This task calls for copying every line in the data below that contains the word "covered".
>>>>
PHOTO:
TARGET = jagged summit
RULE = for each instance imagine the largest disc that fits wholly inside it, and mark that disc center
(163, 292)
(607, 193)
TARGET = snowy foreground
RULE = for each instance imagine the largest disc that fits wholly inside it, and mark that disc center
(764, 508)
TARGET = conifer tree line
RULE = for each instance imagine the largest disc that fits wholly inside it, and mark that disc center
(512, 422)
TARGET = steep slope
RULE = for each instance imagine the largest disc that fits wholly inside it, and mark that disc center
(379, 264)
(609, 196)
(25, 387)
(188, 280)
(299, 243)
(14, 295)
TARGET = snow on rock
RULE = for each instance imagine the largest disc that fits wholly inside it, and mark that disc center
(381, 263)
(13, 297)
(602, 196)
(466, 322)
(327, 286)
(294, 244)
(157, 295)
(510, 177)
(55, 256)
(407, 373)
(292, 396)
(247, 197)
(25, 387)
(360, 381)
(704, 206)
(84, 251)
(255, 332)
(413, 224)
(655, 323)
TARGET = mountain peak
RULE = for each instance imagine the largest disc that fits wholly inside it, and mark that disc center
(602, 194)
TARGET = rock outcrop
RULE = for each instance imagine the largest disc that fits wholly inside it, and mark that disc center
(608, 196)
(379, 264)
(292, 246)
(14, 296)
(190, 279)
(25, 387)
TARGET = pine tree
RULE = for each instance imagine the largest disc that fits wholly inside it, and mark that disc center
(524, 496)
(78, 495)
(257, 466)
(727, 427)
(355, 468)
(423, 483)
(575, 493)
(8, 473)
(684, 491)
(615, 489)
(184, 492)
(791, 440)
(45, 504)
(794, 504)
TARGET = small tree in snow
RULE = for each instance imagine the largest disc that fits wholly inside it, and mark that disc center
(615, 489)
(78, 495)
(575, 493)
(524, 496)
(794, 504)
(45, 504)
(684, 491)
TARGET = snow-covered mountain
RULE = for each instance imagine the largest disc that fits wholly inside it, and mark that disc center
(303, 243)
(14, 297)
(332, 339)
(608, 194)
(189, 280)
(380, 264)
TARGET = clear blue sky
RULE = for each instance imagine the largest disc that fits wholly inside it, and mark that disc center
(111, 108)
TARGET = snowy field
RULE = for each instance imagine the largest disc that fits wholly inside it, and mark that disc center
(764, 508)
<<<<
>>>>
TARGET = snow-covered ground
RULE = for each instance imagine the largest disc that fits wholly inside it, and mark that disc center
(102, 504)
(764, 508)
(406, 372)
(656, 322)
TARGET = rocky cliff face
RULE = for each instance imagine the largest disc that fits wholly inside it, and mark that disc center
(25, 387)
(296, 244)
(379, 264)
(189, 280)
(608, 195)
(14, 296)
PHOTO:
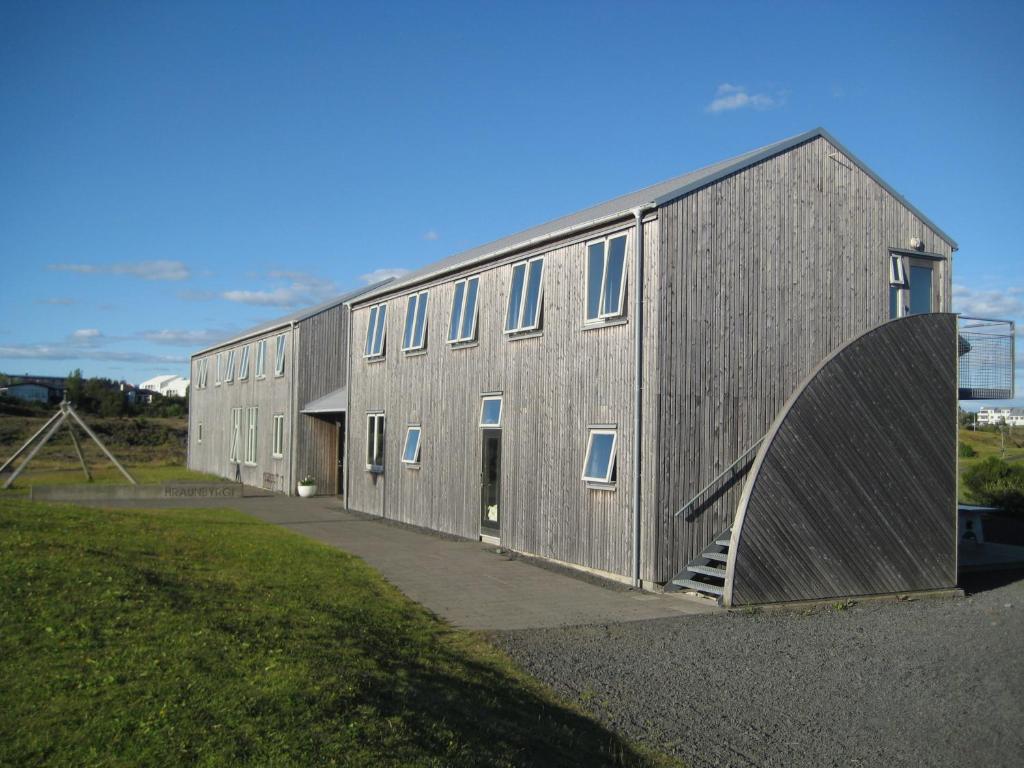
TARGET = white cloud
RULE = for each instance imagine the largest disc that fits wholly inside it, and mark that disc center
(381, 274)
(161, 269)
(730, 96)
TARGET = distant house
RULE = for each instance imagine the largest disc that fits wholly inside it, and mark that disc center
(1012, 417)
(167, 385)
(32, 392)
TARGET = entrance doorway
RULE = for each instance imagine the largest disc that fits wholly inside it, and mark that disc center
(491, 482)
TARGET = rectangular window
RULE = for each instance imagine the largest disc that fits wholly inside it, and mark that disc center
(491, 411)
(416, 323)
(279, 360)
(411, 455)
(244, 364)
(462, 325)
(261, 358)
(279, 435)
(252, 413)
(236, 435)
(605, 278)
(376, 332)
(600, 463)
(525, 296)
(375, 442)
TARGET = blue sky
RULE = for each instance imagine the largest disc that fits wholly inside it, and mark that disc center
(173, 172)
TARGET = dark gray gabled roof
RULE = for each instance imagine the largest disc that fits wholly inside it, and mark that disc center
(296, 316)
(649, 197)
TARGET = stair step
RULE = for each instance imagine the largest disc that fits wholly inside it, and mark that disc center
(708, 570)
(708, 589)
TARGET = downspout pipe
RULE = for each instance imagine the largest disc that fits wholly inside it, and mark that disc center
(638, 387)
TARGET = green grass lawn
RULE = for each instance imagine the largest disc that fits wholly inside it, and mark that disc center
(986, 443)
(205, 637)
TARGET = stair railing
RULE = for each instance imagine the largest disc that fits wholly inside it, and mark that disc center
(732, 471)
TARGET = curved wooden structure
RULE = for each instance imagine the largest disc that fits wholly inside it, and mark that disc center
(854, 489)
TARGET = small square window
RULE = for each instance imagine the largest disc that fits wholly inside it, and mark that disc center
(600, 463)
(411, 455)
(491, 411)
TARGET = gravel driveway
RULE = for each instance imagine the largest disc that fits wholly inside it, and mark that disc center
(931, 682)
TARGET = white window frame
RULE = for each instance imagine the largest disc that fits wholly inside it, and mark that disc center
<<<<
● **YOUR SOLUTION**:
TARGET = snow-covered mountain
TARGET = snow-covered ground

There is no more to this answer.